→ **Document**
begin

Some people argue text doesn’t count because it’s not “media”, but I don’t think it matters, because in practice people share media on text forums and I don’t think there’s much difference anyways (e.g. name dropping a movie, is that sharing media?).
I define Stack Exchange as not social media, because it actively strongly discourages socialization. Video game lobbies are social media iff users heavily socialize in the chat (the clans in Warcraft, Eve, and Clash of Clans may qualify; large Minecraft server chats may quality).
Ultimately, I define social media based on parasocialization, with tendency to promote and consistently provide high-dopamine text and other media. Someone else can define it as “a parasocial dopamine sink with notifications and ‘friends’” like Twitter, or “a parasocial dopamine sink that encourages your real name” like Facebook”. I include sites like HN because I think, while they’re significantly better, they’re still “social” in a way regular communication isn’t, and can still have most of the negative effects (you can engage positively with HN, but you can engage positively even with TikTok and Facebook, if you use it selectively productively).
HN is social, it has an algorithmic feed, people upvote and downvote your content, hell it has a social credit score. The idea that HN somehow isn't "social media" is hard to take serious. This is Reddit for a niche audience.
The main difference is that HN has a small and relatively high quality community, plus the traffic is low enough that it gets a fair amount of manual moderation. It's still social media and if there were enough people here, we'd eventually read stories of kids who offed themselves over downvotes. But we're thousands, not billions, so the law of large numbers doesn't apply.
If your FB feed or Youtube feed is garbage, spend some time curating it. HN is mostly curated for you, which appears to be creating unrealistic expectations of the broader world.
HN, on the other hand, your attention matters less. They aren't paying for this platform using our "attention" necessarily. I'm sure it is a way to curate an audience of tech-enthusiasts where they can exploit our knowledge and push their investments in front of our eyes.
I like HN for that reason, I don't feel like I'm the product as much as with other attention-seeking platforms.
People don’t want to admit it’s social media because that delegitimizes their argument “all social media bad!” and instead of refining their argument they just double down. It’s a very human behavior.
I believe these are the exact technical advancement the top-level poster was contrasting with cable networks, so the distinction matters here.

end

→ **Challenges**
(a) List every video game the social media discussion names.
(b) Extend the discussion of what counts as social media, picking up after its last sentence.

→ **Provided records**

begin

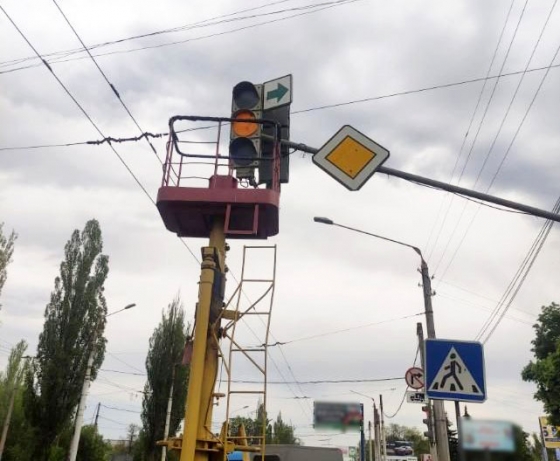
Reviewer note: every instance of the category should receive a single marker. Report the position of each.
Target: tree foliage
(74, 324)
(6, 252)
(394, 432)
(162, 363)
(10, 393)
(545, 370)
(277, 432)
(92, 446)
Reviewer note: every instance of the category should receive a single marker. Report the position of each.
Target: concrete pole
(97, 414)
(383, 439)
(420, 334)
(439, 409)
(7, 422)
(82, 405)
(168, 415)
(370, 442)
(377, 432)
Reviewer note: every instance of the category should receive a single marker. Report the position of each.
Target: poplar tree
(6, 252)
(163, 363)
(74, 324)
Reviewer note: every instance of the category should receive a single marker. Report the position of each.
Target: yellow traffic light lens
(244, 129)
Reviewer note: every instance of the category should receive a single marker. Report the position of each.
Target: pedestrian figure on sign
(453, 368)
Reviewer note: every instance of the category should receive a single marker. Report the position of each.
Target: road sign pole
(383, 439)
(442, 441)
(446, 186)
(420, 334)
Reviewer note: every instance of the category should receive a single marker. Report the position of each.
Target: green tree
(545, 370)
(10, 386)
(278, 432)
(74, 324)
(420, 444)
(92, 446)
(162, 364)
(6, 252)
(283, 433)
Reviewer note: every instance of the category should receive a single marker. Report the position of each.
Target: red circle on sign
(414, 377)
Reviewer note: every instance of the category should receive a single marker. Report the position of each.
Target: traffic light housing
(428, 421)
(279, 115)
(245, 136)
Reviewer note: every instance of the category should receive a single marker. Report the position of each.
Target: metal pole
(204, 363)
(444, 186)
(362, 436)
(370, 457)
(459, 432)
(82, 404)
(377, 434)
(168, 415)
(439, 409)
(544, 450)
(97, 414)
(383, 439)
(420, 334)
(7, 422)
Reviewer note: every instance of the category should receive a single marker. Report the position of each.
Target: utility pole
(362, 436)
(97, 414)
(420, 334)
(439, 410)
(7, 421)
(82, 404)
(383, 439)
(377, 432)
(370, 444)
(168, 415)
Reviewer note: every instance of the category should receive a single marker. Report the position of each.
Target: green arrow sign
(278, 93)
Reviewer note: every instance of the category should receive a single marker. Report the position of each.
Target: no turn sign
(414, 377)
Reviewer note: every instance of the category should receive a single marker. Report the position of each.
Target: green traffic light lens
(242, 152)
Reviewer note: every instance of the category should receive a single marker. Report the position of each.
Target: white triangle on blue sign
(454, 376)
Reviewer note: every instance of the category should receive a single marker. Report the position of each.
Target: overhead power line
(464, 142)
(67, 91)
(480, 125)
(343, 330)
(111, 86)
(504, 157)
(314, 8)
(110, 140)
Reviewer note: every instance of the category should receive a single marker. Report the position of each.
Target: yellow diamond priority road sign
(350, 157)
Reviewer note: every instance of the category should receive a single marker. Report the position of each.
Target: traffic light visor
(242, 151)
(245, 95)
(244, 129)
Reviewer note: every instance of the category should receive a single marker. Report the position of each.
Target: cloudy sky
(387, 68)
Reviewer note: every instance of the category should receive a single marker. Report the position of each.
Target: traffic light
(279, 115)
(428, 421)
(245, 136)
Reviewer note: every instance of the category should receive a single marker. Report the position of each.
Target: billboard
(337, 415)
(551, 434)
(494, 436)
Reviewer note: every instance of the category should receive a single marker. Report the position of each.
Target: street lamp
(441, 421)
(85, 388)
(128, 306)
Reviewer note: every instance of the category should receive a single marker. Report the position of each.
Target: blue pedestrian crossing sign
(455, 370)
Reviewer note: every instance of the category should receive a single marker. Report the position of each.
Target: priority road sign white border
(320, 158)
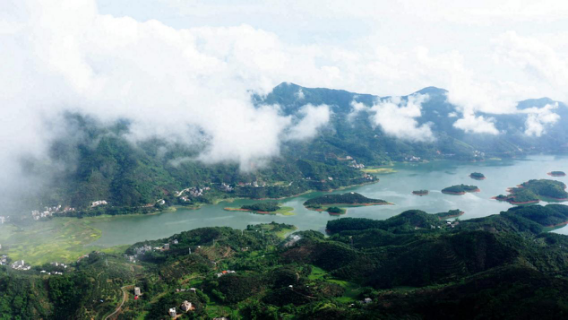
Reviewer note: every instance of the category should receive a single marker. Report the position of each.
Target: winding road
(124, 298)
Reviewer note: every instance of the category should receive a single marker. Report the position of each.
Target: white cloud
(313, 117)
(538, 59)
(396, 117)
(476, 124)
(539, 118)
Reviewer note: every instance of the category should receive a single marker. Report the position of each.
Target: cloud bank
(397, 117)
(313, 117)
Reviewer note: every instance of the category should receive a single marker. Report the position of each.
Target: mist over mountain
(89, 159)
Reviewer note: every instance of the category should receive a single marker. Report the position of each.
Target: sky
(177, 67)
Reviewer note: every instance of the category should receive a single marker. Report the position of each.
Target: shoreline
(252, 211)
(460, 193)
(461, 213)
(351, 205)
(516, 203)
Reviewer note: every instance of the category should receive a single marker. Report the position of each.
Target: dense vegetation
(352, 199)
(410, 266)
(460, 189)
(534, 190)
(90, 160)
(262, 206)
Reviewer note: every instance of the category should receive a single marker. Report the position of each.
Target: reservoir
(395, 188)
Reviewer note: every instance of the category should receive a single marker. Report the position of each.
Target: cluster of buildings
(59, 273)
(49, 211)
(20, 265)
(225, 272)
(193, 191)
(356, 165)
(98, 203)
(254, 184)
(225, 187)
(186, 306)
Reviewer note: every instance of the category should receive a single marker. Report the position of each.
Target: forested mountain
(411, 266)
(93, 161)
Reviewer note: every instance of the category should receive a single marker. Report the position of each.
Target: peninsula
(330, 202)
(535, 190)
(460, 189)
(270, 207)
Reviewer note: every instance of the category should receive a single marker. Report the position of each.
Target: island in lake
(535, 190)
(449, 214)
(557, 174)
(460, 189)
(269, 207)
(332, 201)
(477, 176)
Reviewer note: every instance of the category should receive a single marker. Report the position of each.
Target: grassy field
(61, 239)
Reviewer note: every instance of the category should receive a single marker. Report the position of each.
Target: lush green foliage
(351, 198)
(413, 265)
(461, 188)
(262, 206)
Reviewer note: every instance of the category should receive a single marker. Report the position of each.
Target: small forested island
(335, 211)
(535, 190)
(351, 199)
(477, 176)
(557, 174)
(269, 207)
(449, 214)
(460, 189)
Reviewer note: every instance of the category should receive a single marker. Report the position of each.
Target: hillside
(409, 266)
(460, 189)
(535, 190)
(90, 160)
(345, 199)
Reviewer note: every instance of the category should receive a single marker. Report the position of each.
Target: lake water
(395, 188)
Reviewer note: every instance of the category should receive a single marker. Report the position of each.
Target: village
(49, 211)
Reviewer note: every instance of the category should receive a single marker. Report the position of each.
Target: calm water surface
(395, 188)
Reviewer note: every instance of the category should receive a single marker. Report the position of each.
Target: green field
(61, 239)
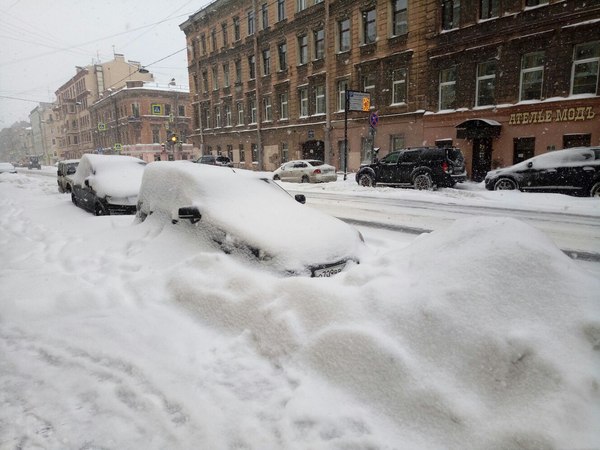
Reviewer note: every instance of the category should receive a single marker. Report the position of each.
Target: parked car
(7, 168)
(107, 184)
(253, 218)
(421, 168)
(574, 171)
(213, 160)
(64, 174)
(34, 163)
(305, 171)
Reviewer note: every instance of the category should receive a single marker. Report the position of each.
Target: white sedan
(247, 216)
(305, 171)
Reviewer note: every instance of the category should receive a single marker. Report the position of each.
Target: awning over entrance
(478, 128)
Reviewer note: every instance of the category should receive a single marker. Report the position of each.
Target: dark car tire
(423, 181)
(99, 210)
(505, 184)
(366, 180)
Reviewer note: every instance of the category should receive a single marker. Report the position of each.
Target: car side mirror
(190, 212)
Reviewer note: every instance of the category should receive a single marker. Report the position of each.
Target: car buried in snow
(573, 171)
(248, 216)
(107, 184)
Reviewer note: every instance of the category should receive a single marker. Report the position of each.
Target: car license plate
(330, 271)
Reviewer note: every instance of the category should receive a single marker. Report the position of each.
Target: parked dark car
(421, 168)
(573, 171)
(34, 163)
(213, 160)
(107, 184)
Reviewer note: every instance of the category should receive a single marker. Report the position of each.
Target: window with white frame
(532, 76)
(447, 92)
(253, 115)
(586, 61)
(399, 86)
(303, 96)
(267, 109)
(302, 49)
(320, 104)
(283, 106)
(399, 17)
(342, 85)
(450, 14)
(319, 40)
(369, 26)
(486, 81)
(344, 35)
(240, 111)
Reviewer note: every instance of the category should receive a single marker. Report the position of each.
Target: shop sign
(553, 115)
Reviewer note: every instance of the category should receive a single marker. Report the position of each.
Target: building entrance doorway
(313, 150)
(482, 158)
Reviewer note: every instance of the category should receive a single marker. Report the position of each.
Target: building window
(344, 35)
(252, 67)
(486, 79)
(237, 35)
(253, 116)
(369, 26)
(284, 152)
(238, 71)
(303, 96)
(399, 86)
(224, 33)
(302, 49)
(283, 106)
(227, 109)
(250, 23)
(489, 9)
(342, 86)
(266, 62)
(320, 104)
(319, 38)
(280, 10)
(215, 73)
(240, 109)
(267, 109)
(450, 14)
(532, 76)
(399, 17)
(447, 98)
(282, 52)
(265, 15)
(586, 60)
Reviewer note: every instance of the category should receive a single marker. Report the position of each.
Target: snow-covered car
(305, 171)
(252, 218)
(7, 168)
(574, 171)
(107, 184)
(64, 174)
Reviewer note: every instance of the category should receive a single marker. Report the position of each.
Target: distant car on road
(305, 171)
(420, 168)
(213, 160)
(107, 184)
(253, 219)
(573, 171)
(64, 174)
(7, 168)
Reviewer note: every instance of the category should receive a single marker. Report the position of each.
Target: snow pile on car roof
(113, 175)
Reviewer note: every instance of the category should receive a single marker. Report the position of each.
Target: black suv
(421, 168)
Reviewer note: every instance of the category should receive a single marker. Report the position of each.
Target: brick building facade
(502, 80)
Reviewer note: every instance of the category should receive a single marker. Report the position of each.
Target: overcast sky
(42, 41)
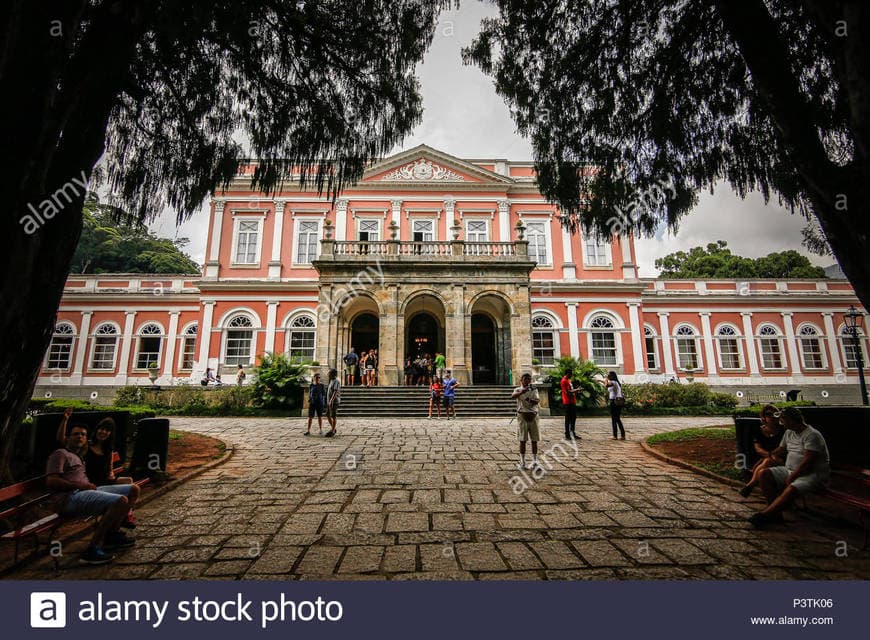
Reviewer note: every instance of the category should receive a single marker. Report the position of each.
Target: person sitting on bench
(807, 467)
(766, 439)
(76, 496)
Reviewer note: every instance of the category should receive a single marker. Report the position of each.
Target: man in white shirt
(807, 467)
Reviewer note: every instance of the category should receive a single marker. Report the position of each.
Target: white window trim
(297, 222)
(656, 343)
(183, 336)
(432, 219)
(608, 250)
(741, 360)
(780, 343)
(486, 224)
(380, 222)
(819, 338)
(118, 345)
(699, 356)
(72, 347)
(548, 242)
(137, 338)
(616, 330)
(238, 218)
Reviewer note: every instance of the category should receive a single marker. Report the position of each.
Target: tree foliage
(112, 242)
(716, 261)
(634, 106)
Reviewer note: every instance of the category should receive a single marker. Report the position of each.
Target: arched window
(811, 348)
(652, 352)
(60, 349)
(850, 351)
(188, 347)
(105, 345)
(729, 347)
(770, 346)
(240, 340)
(687, 348)
(603, 341)
(543, 340)
(150, 341)
(302, 337)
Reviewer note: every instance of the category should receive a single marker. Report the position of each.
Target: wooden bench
(30, 496)
(855, 493)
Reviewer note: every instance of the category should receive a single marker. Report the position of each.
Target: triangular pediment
(426, 165)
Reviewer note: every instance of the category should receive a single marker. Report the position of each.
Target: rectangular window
(536, 233)
(306, 241)
(771, 355)
(687, 353)
(104, 353)
(604, 348)
(247, 241)
(595, 253)
(59, 353)
(729, 353)
(188, 352)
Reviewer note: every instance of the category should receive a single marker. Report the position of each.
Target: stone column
(271, 322)
(709, 350)
(340, 220)
(82, 348)
(213, 262)
(833, 348)
(171, 340)
(667, 354)
(504, 220)
(750, 344)
(521, 332)
(458, 332)
(791, 343)
(573, 333)
(636, 337)
(277, 234)
(126, 344)
(204, 336)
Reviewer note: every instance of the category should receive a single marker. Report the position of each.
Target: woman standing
(617, 401)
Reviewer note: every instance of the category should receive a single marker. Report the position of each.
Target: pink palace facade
(429, 252)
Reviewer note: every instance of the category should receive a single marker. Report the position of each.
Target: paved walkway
(401, 499)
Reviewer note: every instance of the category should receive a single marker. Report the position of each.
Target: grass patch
(683, 435)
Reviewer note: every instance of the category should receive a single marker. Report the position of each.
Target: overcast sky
(464, 117)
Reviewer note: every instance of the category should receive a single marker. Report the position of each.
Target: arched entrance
(483, 358)
(422, 335)
(364, 332)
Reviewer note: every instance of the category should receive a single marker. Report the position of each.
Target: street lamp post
(853, 320)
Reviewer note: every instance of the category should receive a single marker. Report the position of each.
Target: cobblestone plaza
(403, 499)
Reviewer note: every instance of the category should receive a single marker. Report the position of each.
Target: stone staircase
(477, 400)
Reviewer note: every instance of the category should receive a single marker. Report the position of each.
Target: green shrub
(696, 394)
(584, 374)
(279, 381)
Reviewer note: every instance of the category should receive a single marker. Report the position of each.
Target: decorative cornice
(422, 170)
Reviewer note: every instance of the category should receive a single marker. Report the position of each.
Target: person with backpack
(351, 360)
(333, 400)
(316, 403)
(617, 402)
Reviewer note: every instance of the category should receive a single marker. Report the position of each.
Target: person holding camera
(527, 419)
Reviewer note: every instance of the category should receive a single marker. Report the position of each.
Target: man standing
(807, 467)
(76, 496)
(569, 401)
(333, 400)
(351, 361)
(440, 364)
(527, 419)
(450, 384)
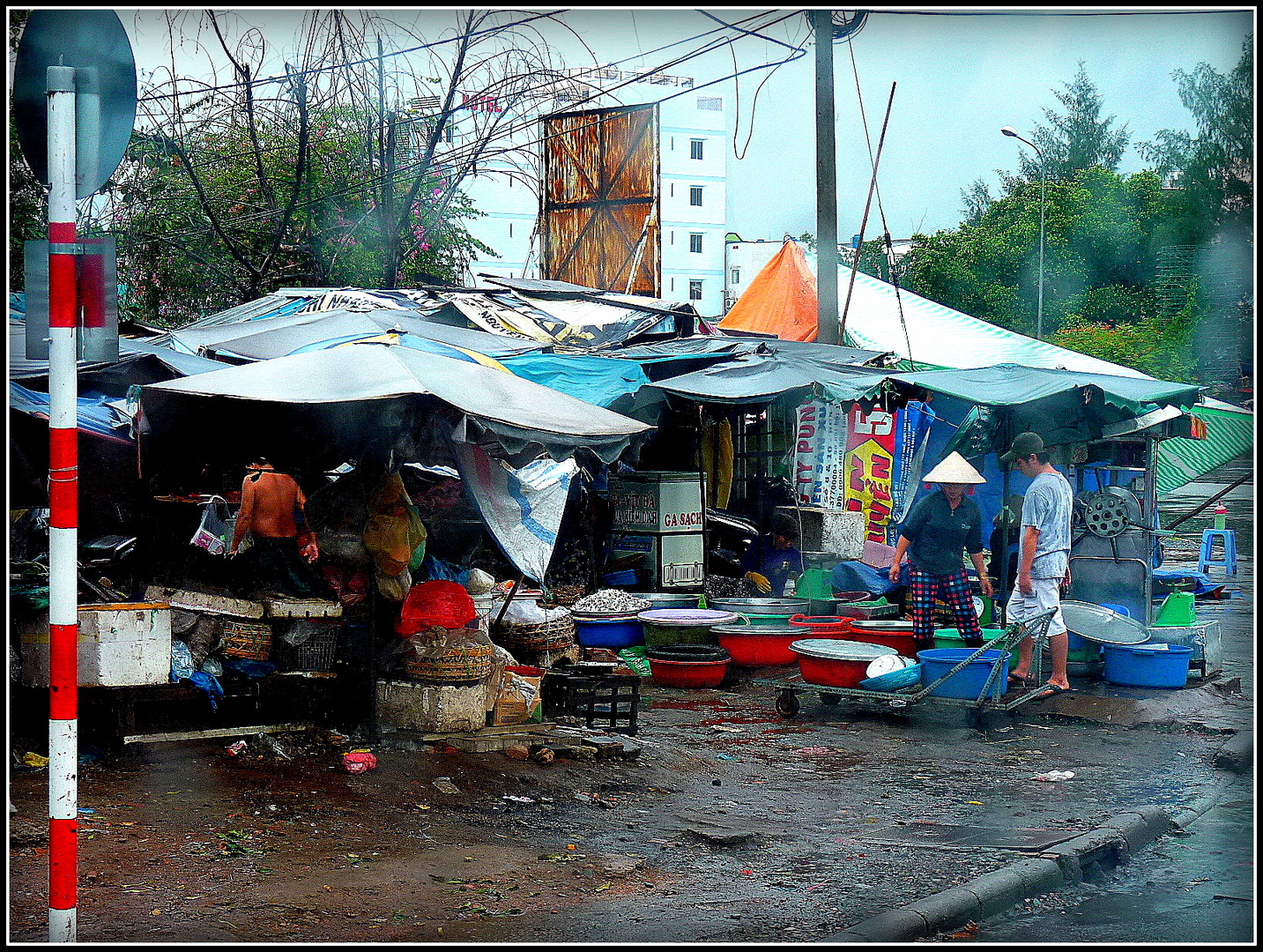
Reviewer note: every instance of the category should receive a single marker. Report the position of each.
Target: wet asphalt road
(1195, 888)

end

→ **Final results**
(a) Warcraft, Eve, Clash of Clans, Minecraft

(b)
The lack of any kind of personalization whatsoever on Hacker News is a huge differentiator. There are no notifications, so if you want to find out if somebody replied to you, you've got to go check. Everybody's front page is exactly the same. There are no direct messages. There are no in-line images or videos or even emoji. The feed is not endless. There is no targeted advertising. There are no reactions to posts other than upvote/downvote.
I guess you can lump HN in with Instagram and TikTok, but it just feels like a very different product, in ways that are relevant to the analysis of whether its existence is a net positive for society.
Social media is the development that they can also use that personalized feed to show media, and actually, your real friends don’t generate enough content to keep you hooked 24/7. So the site is quickly overwhelmed with professional content creators and other entities that are looking for engagement. The site might pander to them intentionally, or it might just fail to prevent them, but in any case they take over. This turns it from a sharing network to a passive consumption broadcasting one.
Hackernews was never a social networking site really, and so it never had the infrastructure to develop into a social media site. It is more like an evolution of a phpBB board, or something like 4chan (but, thankfully, with just enough moderation to keep out all the unpleasantness).
The important distinction is that the feed isn’t personalized, content is ranked based on what the community finds interesting. This seems to surface better stuff. It could just be the moderation and the type of content (tech stuff has always been easier to find on the internet than, say, politics). But there’s probably something to the fact that content has to be “better” in the sense that it can’t just appeal to a specific quirk (weakness?) of an individual viewer.
Much more effective is trying to identify the mechanisms by which a communication platform breaks social interactions. Is the feed sorted by engagement or chronologically? Does the platform encourage you to chase metrics? Does the default feed include content you didn't subscribe to? Are comment threads difficult to trace through?
not every user submitted feed with upvotes is the same
You cannot curate your feed on Facebook. You used to, sure. Now it's just whatever they give you.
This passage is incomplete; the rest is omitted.